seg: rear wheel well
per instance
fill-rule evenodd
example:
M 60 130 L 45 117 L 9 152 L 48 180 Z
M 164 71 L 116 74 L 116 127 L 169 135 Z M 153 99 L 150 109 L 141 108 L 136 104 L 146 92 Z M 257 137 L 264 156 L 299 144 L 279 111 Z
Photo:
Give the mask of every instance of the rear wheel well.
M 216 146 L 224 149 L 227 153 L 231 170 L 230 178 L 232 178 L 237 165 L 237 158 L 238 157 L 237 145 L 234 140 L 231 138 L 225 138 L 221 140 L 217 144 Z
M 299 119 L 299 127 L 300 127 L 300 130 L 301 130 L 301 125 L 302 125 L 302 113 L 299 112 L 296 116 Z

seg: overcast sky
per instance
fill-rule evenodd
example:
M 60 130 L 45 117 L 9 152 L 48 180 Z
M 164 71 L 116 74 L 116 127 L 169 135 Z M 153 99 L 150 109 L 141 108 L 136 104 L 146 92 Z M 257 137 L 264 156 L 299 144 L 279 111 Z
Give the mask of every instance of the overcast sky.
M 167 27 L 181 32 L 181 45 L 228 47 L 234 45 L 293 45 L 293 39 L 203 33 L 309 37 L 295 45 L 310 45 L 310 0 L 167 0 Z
============
- [STATED PROBLEM] Quote the material verbatim, from its first line through the line that contains "M 216 146 L", and give nothing beyond that stretch.

- [FINAL ANSWER]
seg: rear wheel well
per instance
fill-rule evenodd
example:
M 60 130 L 45 117 L 9 152 L 48 180 Z
M 164 71 L 116 74 L 116 127 L 169 135 Z M 153 99 L 150 109 L 141 108 L 136 104 L 146 92 Z M 257 137 L 264 156 L 299 144 L 279 111 Z
Photo:
Give the mask of every instance of the rear wheel well.
M 216 146 L 224 149 L 227 153 L 231 170 L 230 178 L 232 178 L 237 165 L 237 158 L 238 157 L 237 145 L 234 140 L 231 138 L 225 138 L 221 140 L 217 144 Z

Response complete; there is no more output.